(Itens do conjunto de dados)
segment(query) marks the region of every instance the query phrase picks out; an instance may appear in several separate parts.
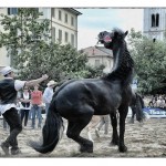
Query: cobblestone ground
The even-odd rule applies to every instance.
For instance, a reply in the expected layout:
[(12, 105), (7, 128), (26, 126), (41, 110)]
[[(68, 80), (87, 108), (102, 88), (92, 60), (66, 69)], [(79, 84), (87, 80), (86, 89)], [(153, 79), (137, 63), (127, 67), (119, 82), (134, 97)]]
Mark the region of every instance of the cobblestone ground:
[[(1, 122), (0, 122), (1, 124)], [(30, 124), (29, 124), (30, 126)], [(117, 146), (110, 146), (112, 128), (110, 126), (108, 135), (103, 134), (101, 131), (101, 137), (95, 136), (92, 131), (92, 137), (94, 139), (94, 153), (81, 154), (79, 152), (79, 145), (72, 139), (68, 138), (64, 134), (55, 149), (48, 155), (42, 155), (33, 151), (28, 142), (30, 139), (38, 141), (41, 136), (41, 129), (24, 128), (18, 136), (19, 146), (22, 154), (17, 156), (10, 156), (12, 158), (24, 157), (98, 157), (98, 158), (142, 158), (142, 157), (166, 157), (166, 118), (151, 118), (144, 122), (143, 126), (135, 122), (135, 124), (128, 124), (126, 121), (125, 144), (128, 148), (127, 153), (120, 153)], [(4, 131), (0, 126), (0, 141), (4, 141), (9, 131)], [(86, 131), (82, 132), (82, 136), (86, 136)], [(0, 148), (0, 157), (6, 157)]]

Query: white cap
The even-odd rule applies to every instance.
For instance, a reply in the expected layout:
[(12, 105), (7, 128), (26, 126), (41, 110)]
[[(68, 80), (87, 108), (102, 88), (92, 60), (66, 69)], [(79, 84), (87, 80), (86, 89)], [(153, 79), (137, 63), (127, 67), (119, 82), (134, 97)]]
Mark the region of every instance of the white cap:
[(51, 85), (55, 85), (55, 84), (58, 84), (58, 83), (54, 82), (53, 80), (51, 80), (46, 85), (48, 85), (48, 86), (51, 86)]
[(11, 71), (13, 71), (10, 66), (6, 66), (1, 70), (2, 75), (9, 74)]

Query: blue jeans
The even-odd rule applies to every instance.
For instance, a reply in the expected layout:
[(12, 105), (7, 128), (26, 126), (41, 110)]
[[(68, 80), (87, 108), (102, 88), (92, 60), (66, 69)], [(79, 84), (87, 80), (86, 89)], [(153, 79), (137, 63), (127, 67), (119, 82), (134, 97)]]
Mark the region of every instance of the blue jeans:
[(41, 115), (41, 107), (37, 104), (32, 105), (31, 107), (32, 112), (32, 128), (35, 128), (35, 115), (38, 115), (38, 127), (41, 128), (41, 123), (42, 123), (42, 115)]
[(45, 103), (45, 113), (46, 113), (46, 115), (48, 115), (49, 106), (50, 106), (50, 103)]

==

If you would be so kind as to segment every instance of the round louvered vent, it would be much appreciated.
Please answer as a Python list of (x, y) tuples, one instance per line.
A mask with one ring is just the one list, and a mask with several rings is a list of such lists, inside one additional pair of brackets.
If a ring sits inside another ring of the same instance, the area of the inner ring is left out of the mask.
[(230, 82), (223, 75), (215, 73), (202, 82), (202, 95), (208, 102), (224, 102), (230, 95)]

▶ [Tarefa curta] Reproduza sem nenhuma alteração as linhas que vão daquela que contém "Query: blue jeans" até aquela que contém "Mark the region of every instance of the blue", incluindo as duas.

▶ [Resposta escrita]
Query: blue jeans
The even-odd rule applies to every instance.
For instance, a reply in the expected layout:
[(12, 105), (7, 128), (26, 126), (41, 110)]
[[(68, 80), (87, 108), (102, 88), (92, 60), (66, 69)], [(79, 84), (87, 80), (86, 89)], [(153, 79), (137, 63), (127, 67), (119, 82), (134, 97)]]
Mark the region of every instance of the blue jeans:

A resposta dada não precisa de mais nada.